Dataset entries:
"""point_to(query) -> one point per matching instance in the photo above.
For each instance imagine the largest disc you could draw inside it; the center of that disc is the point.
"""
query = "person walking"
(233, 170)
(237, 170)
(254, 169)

== Activity ==
Repeat every record, exactly as written.

== Exercise output ==
"""point_to(query) -> one point per matching instance in the photo above.
For each instance imagine the largest disc you could draw inside it; the center of that disc is the point.
"""
query = "person walking"
(233, 170)
(237, 170)
(254, 169)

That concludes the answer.